■ Brief: Start at the line holding "the woman's forehead". Write out that line and each one after it to the end of the data, unchanged.

■ Input for this task:
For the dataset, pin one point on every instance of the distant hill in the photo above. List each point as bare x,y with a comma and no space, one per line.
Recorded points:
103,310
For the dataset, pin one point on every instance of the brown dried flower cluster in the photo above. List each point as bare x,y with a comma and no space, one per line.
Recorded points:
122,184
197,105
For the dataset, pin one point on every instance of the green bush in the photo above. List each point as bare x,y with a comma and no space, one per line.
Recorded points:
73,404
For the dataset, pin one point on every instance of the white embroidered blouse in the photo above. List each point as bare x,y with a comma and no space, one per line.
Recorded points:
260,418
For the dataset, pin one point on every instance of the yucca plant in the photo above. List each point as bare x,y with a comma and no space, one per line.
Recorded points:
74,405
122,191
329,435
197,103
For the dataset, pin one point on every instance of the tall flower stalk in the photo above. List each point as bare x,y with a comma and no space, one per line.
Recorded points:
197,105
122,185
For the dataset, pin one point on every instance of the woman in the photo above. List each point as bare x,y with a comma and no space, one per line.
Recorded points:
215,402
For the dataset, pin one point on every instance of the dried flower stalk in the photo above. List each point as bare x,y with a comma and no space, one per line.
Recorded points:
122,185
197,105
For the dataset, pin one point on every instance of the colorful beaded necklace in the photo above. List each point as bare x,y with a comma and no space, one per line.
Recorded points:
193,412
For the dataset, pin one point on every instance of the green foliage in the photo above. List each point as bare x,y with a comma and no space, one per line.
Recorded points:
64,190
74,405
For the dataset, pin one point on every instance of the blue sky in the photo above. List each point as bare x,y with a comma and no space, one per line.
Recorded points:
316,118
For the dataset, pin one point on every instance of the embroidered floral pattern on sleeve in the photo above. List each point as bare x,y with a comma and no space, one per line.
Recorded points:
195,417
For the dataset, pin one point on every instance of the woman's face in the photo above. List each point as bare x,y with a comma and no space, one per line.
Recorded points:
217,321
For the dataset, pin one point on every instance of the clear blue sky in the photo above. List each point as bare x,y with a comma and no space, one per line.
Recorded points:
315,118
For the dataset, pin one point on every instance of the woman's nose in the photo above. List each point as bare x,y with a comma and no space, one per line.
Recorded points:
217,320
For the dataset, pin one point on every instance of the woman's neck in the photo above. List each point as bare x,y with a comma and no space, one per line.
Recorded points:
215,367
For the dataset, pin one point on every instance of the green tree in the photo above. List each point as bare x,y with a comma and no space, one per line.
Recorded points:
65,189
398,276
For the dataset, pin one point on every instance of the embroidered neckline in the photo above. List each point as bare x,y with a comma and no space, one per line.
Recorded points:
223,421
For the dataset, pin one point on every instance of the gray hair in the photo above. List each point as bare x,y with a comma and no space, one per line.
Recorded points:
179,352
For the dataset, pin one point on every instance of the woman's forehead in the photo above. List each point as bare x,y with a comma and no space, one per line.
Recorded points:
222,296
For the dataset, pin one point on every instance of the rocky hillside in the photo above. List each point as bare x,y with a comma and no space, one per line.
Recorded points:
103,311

■ Exercise answer:
For the dataset, pin one point on every instance of the woman's forehead in the photo above. List each point as bare x,y with a comma and no space, one per line.
Recorded points:
222,296
For the dataset, pin one point on every instance of the rocky hillside in the photo above. List each point as bare x,y with a comma and no space, one per line.
Recorded points:
103,311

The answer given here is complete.